WHAT YOU HAVE TO DO: Count how many lines of the records below contain the string "gold", matching case exactly, and reply with only that number.

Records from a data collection

* BEGIN *

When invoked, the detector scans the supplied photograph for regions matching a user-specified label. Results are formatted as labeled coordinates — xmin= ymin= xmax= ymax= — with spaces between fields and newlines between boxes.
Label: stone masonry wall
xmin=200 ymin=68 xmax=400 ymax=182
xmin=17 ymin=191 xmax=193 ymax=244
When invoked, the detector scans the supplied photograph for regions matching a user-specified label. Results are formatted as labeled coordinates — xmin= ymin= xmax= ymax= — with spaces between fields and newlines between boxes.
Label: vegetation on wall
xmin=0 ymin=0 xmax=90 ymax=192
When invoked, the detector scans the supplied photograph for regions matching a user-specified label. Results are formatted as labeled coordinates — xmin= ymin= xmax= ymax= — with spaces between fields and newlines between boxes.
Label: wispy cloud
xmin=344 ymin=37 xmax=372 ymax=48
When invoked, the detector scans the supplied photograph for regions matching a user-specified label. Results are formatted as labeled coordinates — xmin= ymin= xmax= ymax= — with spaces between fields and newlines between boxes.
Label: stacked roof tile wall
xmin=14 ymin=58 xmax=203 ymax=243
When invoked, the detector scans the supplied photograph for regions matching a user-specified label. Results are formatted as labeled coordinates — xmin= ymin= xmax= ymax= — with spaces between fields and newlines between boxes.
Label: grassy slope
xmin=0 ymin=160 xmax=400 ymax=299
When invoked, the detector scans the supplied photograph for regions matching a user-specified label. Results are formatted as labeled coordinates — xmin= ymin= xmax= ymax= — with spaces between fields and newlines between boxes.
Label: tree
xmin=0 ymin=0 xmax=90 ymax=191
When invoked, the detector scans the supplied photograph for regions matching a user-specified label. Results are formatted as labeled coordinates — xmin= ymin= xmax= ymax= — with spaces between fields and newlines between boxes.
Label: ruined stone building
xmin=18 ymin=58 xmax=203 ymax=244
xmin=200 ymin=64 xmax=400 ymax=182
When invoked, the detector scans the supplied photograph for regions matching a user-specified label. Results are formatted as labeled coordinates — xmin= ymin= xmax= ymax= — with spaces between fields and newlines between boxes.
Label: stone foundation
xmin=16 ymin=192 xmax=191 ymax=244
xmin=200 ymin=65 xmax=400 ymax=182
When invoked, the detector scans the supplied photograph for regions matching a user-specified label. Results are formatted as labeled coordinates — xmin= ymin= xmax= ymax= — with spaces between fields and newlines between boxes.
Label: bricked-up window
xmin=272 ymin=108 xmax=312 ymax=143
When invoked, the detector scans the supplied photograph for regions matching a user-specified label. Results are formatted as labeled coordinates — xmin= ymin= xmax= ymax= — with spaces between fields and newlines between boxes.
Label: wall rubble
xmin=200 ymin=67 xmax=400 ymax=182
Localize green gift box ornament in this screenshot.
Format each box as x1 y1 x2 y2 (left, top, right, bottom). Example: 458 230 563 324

* END *
* BEGIN *

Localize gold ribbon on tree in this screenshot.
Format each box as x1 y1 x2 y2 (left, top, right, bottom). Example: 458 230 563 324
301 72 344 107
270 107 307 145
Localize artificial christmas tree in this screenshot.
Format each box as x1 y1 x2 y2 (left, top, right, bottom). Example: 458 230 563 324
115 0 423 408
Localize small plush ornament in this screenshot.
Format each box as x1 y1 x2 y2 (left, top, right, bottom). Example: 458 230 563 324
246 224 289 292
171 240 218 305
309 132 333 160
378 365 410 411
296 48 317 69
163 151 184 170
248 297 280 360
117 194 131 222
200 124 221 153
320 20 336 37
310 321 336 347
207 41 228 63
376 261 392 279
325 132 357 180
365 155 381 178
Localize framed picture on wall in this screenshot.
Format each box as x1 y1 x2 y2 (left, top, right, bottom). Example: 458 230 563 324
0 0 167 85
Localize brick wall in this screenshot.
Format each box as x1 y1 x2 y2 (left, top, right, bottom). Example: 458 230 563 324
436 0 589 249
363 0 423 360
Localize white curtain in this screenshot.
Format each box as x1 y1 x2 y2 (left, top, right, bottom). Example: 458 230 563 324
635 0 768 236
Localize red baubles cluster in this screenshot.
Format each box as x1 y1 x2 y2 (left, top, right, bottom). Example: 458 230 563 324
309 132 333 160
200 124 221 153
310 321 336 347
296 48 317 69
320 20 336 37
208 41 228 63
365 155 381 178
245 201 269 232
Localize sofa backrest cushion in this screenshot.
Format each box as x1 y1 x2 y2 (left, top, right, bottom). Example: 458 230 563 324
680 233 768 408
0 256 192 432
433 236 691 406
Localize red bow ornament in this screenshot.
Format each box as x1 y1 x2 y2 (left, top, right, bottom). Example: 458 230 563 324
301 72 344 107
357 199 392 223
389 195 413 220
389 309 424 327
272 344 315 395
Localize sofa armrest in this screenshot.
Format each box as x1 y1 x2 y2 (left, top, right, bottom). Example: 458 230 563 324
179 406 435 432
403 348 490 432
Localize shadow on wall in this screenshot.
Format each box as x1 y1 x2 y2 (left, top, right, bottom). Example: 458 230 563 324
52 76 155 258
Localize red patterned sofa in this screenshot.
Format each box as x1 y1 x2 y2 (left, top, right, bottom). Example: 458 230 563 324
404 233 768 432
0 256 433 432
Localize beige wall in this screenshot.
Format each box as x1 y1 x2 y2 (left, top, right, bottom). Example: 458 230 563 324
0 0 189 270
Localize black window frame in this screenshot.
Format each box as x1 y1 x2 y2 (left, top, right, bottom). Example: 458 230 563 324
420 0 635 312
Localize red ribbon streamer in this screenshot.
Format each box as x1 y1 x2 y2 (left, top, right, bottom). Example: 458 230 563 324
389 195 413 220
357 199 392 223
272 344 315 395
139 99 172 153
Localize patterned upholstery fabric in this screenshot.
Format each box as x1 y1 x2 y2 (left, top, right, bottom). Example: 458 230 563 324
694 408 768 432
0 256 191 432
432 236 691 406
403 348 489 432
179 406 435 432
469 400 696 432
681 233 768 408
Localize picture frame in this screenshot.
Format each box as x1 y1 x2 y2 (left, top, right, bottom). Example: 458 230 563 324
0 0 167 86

* END *
* BEGIN *

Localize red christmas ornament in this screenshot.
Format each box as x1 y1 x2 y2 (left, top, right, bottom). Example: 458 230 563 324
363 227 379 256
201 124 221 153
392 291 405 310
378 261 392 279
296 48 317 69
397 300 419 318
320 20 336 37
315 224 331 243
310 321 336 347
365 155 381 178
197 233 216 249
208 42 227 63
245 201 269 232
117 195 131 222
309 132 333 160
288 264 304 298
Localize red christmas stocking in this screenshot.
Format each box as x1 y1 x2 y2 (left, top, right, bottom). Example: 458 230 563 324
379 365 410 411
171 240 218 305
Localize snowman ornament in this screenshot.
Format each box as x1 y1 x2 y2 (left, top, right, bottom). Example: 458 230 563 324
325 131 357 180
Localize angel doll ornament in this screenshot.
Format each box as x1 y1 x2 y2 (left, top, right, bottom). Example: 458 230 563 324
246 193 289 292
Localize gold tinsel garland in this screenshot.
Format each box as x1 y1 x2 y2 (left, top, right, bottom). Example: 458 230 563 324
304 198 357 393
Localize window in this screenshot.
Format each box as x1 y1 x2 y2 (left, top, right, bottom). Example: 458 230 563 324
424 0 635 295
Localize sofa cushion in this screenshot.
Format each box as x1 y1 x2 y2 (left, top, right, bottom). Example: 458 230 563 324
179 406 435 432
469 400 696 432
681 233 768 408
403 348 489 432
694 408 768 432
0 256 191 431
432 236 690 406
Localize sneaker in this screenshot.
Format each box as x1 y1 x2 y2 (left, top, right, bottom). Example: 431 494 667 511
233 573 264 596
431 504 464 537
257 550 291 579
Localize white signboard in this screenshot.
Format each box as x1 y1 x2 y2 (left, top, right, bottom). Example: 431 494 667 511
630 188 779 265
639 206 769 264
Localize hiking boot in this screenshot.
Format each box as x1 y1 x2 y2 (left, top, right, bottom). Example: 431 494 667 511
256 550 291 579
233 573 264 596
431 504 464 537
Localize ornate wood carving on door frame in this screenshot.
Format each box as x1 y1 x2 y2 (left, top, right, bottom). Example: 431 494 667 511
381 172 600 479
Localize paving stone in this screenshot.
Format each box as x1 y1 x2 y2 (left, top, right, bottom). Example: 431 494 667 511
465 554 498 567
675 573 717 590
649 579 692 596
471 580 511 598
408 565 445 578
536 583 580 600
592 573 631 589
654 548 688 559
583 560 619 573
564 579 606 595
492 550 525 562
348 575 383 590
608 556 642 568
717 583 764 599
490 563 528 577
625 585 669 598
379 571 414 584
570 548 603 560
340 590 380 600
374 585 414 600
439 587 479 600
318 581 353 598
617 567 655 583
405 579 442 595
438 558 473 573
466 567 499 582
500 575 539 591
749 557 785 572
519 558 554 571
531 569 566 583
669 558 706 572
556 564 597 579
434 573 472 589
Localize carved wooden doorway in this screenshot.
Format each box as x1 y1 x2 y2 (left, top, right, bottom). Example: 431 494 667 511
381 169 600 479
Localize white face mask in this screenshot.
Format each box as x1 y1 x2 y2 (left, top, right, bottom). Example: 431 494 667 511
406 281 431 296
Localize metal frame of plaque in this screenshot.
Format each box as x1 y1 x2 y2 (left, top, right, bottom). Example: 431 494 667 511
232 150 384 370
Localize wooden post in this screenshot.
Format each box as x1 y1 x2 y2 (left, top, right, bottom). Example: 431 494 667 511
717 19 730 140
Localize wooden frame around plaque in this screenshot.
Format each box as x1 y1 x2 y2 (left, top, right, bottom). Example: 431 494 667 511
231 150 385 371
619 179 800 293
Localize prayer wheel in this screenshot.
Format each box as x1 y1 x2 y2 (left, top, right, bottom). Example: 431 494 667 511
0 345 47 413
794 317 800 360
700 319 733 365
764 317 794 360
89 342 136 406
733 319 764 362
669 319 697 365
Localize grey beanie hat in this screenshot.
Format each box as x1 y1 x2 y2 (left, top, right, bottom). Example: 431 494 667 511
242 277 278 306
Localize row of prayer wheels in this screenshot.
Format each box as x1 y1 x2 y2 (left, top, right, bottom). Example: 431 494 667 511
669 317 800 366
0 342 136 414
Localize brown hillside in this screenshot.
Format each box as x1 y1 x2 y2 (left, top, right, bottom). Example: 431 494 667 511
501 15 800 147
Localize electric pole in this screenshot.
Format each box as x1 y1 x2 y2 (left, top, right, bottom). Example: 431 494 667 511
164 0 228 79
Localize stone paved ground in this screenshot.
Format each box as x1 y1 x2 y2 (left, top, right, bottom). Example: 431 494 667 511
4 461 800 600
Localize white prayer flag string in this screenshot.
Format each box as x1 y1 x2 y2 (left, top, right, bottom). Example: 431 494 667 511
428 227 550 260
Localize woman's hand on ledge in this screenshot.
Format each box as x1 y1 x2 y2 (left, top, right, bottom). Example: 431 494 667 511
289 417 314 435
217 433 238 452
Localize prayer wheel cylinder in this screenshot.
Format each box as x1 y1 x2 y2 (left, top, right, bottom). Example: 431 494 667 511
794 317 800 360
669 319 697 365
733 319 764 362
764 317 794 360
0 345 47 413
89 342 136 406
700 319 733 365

* END *

EXPECTED OUTPUT: 2